## WHAT TO PRODUCE
Please output the part of the data that opens with the line containing "Search the image for any white ceiling." and closes with the line containing "[[138, 567, 382, 611]]", copying each line without changes and including both of those lines.

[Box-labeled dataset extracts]
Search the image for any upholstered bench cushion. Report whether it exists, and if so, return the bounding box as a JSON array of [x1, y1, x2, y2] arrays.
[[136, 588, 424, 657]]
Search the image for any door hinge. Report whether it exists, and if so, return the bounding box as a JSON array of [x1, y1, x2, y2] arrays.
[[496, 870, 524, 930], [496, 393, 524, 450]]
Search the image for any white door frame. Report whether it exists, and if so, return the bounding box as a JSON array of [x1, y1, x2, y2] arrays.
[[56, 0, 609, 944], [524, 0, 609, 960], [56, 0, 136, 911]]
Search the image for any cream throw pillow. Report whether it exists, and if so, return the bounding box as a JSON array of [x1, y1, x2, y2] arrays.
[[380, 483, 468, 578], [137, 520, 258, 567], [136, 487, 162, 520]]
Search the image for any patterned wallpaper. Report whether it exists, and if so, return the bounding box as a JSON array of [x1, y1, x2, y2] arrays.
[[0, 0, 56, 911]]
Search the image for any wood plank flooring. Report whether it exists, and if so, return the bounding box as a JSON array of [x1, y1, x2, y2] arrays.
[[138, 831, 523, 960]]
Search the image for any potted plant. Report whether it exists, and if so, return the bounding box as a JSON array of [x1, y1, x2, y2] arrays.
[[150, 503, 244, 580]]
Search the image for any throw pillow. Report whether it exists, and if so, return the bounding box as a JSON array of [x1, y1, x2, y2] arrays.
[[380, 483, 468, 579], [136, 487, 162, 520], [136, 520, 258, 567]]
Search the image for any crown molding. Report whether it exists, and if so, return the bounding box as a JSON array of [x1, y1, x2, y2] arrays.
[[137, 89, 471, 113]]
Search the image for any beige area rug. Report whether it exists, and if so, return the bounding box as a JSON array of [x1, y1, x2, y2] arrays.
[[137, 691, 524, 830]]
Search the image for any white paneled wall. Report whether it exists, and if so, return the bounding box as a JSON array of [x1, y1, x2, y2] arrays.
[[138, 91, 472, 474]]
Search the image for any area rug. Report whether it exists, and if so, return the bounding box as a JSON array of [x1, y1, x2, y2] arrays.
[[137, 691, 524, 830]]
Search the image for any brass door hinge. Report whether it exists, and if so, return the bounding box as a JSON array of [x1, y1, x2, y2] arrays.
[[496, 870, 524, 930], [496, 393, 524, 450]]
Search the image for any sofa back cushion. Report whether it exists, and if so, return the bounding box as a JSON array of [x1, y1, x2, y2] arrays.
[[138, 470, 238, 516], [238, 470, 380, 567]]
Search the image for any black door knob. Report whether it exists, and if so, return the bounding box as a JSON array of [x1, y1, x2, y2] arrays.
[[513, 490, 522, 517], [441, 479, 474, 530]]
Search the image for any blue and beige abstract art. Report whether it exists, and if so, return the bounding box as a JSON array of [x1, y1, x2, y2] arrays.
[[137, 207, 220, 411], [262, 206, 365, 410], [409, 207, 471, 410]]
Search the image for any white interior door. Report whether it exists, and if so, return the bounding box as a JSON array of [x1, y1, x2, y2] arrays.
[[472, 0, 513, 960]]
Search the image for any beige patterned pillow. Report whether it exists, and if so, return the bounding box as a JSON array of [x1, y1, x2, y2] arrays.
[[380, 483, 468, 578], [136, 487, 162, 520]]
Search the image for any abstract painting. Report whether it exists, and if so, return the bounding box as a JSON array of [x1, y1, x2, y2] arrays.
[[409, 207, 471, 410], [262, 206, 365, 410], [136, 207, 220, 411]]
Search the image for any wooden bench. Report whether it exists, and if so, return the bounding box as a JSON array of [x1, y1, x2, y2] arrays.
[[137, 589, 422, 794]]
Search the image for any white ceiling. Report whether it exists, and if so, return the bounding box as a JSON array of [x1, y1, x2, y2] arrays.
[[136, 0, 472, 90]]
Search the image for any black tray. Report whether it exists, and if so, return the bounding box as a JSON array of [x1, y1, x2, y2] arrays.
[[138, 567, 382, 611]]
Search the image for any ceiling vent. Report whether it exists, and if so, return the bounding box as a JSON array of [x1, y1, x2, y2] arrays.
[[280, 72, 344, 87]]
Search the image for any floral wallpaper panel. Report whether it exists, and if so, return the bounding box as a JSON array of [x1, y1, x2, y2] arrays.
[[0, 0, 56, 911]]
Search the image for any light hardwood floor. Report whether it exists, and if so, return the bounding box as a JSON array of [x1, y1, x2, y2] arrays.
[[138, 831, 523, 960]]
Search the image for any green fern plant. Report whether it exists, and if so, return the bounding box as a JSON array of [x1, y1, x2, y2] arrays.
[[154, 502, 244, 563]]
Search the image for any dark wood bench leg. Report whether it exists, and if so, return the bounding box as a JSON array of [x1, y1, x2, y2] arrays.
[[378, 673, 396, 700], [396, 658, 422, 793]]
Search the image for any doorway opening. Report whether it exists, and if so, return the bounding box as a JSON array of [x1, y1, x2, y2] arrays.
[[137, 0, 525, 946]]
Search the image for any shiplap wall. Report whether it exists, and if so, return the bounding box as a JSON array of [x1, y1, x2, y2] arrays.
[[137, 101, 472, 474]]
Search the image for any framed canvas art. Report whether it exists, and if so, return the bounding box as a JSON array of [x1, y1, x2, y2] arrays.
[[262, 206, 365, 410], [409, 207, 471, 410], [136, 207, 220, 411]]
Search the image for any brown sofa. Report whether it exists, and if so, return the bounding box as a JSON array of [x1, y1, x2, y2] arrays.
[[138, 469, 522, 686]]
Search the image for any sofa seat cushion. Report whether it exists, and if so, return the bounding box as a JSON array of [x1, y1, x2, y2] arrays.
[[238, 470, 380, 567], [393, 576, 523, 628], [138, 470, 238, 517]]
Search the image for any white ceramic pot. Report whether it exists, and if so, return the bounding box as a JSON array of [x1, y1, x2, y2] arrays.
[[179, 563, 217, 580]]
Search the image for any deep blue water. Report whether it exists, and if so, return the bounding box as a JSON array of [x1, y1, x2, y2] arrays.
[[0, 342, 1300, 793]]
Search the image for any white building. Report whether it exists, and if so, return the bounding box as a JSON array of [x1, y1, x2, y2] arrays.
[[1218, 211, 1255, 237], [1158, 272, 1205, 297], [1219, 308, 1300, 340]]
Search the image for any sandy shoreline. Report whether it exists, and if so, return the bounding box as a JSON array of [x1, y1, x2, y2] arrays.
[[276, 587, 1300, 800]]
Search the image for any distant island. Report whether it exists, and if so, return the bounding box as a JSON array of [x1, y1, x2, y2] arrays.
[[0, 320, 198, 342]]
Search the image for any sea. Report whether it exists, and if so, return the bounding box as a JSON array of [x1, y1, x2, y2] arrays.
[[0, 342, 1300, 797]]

## REPLY
Search the image for any white ceiling. Report whether it exists, and if so, return the bounding box as a JSON array of [x1, y1, x2, y2] arrays.
[[136, 0, 472, 90]]
Search the image for any black tray. Report whether it exists, and if so, return the bounding box as a JSON array of [x1, y1, x2, y2] arrays.
[[138, 567, 382, 611]]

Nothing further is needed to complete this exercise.